PROVIDED INFORMATION -
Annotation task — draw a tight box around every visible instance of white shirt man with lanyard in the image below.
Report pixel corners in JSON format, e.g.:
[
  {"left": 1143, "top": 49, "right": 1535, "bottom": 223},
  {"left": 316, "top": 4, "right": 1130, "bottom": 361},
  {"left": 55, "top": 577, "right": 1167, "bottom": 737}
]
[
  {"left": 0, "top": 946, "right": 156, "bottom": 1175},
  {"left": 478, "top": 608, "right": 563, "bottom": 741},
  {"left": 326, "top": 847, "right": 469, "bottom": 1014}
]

...

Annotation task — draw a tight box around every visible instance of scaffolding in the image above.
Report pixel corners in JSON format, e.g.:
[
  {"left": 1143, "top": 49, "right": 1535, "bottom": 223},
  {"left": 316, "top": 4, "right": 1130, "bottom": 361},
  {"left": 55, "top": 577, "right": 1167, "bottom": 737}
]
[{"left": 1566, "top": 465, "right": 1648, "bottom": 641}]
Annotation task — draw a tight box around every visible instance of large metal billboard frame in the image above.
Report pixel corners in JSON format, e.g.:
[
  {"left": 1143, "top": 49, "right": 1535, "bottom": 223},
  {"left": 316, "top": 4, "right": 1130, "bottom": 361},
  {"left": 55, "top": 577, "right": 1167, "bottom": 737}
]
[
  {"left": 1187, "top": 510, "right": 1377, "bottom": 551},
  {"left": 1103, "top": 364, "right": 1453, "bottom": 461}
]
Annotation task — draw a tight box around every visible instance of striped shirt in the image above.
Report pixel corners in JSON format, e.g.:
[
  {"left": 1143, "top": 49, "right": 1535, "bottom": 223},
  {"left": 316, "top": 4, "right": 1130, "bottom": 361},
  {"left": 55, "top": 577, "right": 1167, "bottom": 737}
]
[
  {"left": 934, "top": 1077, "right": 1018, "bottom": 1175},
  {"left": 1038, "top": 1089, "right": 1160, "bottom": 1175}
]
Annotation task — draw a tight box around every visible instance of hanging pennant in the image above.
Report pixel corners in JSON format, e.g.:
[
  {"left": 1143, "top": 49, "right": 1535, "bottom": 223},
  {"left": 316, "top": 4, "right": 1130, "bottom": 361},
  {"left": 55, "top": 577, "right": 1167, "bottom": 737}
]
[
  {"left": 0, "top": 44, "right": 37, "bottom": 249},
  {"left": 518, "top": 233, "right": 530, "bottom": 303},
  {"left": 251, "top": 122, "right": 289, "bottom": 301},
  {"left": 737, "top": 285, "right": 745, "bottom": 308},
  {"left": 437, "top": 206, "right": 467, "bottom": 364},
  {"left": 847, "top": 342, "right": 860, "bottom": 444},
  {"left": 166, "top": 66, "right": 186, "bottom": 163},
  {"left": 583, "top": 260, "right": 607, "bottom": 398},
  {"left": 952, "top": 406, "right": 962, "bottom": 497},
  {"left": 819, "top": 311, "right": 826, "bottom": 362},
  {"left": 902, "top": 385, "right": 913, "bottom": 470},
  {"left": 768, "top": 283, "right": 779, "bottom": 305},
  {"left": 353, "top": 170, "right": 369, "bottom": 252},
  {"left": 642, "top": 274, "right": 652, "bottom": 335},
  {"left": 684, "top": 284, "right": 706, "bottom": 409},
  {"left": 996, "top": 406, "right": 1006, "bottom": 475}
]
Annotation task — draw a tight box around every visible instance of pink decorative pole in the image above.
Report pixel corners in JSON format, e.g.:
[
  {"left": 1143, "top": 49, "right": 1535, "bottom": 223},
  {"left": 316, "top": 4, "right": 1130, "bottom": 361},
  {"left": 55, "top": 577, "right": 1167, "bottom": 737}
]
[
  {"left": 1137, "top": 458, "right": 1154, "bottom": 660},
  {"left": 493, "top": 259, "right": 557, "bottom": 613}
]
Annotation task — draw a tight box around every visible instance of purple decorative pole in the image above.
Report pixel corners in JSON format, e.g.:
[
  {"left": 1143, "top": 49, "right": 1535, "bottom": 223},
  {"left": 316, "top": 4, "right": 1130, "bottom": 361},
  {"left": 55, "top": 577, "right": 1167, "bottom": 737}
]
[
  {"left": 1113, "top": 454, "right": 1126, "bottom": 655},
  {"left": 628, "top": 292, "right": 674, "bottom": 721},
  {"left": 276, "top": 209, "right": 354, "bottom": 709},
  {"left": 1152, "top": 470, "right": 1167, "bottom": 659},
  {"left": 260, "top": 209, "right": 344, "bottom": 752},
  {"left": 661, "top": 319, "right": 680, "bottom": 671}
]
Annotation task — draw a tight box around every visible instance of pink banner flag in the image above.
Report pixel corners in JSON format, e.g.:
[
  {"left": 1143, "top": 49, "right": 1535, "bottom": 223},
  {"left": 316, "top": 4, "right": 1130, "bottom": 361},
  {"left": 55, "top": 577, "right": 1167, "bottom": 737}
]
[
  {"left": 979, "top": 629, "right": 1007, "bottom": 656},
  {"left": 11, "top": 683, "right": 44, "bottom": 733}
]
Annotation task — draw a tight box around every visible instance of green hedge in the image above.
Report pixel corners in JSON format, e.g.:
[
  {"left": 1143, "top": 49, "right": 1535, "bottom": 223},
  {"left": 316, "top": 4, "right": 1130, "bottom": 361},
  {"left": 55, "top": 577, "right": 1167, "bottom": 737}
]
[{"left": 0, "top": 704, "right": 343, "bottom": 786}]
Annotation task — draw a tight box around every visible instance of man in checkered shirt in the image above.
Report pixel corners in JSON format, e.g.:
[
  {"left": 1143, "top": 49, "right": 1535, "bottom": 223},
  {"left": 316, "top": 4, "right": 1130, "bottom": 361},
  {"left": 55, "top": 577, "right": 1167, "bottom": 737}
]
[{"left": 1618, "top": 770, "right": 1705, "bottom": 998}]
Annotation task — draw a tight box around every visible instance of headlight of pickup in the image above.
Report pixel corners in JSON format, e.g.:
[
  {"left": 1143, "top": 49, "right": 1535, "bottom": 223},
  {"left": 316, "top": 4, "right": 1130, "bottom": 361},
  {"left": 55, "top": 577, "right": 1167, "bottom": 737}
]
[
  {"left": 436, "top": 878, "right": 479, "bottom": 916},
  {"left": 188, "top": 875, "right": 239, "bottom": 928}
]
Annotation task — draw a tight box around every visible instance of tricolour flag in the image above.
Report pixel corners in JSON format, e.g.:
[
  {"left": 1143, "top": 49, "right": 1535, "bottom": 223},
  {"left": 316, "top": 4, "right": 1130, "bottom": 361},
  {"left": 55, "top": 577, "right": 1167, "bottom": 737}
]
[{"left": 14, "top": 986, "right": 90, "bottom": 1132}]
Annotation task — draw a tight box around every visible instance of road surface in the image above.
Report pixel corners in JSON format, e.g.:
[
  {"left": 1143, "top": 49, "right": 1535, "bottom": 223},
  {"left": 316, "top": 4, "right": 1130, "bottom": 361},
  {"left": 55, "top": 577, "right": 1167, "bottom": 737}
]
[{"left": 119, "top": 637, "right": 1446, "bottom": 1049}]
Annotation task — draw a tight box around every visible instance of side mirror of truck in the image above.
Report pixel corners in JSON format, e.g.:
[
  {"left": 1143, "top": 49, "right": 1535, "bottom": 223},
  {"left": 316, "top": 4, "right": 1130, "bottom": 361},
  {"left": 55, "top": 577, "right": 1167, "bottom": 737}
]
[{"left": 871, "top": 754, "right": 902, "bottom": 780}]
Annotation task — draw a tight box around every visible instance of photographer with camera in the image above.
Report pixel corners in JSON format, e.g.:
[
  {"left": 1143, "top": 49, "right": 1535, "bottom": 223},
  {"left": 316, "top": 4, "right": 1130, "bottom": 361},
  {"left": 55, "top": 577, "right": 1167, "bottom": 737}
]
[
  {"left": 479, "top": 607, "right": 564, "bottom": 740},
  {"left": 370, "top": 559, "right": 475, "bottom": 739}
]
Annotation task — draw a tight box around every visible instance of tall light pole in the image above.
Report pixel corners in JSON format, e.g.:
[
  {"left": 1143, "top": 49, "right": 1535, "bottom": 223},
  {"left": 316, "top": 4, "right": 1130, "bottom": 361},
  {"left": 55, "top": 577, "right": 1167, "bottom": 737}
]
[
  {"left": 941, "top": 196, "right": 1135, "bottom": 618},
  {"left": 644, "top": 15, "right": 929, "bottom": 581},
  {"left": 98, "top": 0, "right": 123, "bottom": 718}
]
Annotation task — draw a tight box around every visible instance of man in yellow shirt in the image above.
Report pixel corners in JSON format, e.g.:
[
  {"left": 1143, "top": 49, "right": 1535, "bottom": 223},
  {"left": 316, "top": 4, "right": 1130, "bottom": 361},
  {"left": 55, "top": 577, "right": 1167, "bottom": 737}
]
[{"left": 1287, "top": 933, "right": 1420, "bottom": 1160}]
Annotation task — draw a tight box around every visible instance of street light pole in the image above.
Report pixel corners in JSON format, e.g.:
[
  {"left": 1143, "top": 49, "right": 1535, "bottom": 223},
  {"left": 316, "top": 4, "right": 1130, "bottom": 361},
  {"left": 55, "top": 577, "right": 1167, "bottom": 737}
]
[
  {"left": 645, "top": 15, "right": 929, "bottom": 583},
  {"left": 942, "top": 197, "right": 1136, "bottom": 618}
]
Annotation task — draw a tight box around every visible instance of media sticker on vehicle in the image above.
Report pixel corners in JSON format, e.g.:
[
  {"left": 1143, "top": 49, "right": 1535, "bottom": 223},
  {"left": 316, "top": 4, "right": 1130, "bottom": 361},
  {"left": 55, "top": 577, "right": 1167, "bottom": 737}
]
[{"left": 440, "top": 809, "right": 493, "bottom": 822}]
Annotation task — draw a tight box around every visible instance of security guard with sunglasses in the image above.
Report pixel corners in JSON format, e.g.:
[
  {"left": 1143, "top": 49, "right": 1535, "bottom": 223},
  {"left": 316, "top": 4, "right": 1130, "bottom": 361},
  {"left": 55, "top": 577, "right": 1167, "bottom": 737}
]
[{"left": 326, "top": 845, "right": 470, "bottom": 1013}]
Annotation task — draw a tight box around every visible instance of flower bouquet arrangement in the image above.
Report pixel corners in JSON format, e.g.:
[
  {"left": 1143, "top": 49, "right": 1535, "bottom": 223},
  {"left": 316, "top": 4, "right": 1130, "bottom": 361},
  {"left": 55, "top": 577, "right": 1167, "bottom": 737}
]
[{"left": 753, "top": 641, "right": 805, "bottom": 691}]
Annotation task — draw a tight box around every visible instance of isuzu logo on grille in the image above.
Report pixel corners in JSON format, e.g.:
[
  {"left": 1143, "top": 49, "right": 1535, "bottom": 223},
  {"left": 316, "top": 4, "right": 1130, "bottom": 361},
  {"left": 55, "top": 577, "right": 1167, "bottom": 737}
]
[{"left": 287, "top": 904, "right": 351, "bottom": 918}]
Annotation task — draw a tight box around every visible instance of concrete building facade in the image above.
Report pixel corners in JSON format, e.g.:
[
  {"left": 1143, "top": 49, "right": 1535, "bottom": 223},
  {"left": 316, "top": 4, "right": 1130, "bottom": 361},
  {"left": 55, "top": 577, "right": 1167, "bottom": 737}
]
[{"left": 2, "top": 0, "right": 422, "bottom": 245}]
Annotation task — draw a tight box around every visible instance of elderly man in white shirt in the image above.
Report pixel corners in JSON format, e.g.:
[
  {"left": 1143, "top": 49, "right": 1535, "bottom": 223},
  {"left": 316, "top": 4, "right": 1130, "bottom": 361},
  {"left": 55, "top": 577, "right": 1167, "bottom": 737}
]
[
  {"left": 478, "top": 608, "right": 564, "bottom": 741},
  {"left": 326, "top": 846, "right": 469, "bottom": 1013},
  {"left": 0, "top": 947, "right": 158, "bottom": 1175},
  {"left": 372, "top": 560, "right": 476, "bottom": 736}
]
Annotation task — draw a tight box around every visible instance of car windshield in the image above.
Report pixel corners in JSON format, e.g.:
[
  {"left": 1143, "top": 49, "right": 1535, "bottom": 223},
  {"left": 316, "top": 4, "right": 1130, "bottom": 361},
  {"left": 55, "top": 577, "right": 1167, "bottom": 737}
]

* * *

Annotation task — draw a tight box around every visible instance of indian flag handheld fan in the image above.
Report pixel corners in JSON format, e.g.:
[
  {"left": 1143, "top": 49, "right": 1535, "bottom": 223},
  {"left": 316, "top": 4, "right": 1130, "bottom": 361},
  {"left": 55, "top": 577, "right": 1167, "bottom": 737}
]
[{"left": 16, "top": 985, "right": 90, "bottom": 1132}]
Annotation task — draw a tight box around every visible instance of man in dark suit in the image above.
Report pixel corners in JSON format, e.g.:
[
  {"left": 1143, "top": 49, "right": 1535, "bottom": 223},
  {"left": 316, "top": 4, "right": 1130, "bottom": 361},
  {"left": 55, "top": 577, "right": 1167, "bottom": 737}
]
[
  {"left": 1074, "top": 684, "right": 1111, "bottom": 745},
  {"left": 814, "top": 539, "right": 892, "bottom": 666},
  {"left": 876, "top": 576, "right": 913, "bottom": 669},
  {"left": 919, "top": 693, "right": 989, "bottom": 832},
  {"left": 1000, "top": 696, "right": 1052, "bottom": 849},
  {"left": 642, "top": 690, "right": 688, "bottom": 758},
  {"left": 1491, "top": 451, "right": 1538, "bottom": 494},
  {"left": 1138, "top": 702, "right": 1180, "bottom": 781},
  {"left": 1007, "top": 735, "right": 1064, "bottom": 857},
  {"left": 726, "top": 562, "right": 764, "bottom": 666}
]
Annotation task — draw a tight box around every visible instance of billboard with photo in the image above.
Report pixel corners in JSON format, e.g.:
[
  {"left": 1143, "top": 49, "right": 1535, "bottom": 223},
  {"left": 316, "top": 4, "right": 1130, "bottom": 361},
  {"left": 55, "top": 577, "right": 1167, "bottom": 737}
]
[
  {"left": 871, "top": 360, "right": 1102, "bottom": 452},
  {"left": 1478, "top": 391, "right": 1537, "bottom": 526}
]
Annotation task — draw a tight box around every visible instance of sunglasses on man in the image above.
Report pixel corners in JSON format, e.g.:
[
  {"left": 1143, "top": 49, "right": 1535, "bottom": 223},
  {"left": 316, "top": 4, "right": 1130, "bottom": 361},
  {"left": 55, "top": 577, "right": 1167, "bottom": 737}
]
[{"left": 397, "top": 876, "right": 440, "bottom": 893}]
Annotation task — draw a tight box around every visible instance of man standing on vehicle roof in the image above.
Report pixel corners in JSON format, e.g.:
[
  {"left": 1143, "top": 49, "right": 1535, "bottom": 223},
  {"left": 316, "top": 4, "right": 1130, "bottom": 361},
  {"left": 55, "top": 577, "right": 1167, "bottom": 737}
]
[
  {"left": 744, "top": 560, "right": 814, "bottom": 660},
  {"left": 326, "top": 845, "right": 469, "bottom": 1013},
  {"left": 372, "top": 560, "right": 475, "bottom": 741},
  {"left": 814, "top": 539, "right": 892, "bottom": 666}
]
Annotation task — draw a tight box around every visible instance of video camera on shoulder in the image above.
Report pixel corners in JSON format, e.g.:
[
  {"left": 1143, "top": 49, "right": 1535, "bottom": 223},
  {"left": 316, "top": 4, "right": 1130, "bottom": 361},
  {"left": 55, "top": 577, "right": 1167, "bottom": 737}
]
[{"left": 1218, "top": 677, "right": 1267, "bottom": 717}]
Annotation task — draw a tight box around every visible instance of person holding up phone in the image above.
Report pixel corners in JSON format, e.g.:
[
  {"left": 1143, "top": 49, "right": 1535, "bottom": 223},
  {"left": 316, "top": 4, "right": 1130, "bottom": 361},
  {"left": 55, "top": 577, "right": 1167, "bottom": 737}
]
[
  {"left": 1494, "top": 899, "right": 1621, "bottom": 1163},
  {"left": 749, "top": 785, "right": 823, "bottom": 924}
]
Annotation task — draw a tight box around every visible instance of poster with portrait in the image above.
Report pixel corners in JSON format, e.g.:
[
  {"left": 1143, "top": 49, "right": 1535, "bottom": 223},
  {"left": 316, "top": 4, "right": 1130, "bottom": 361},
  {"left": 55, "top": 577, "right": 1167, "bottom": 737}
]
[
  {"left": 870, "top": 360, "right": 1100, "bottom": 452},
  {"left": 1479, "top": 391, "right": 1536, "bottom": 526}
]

WHAT IS BEING ASKED - Find the string "pink" in the material above. Then copy each line that has it.

TASK RESULT -
Annotation task — draw a tight box around every visible instance of pink decorative pole in the image above.
Annotation task — draw a tight box around every visible instance of pink banner flag in the image above.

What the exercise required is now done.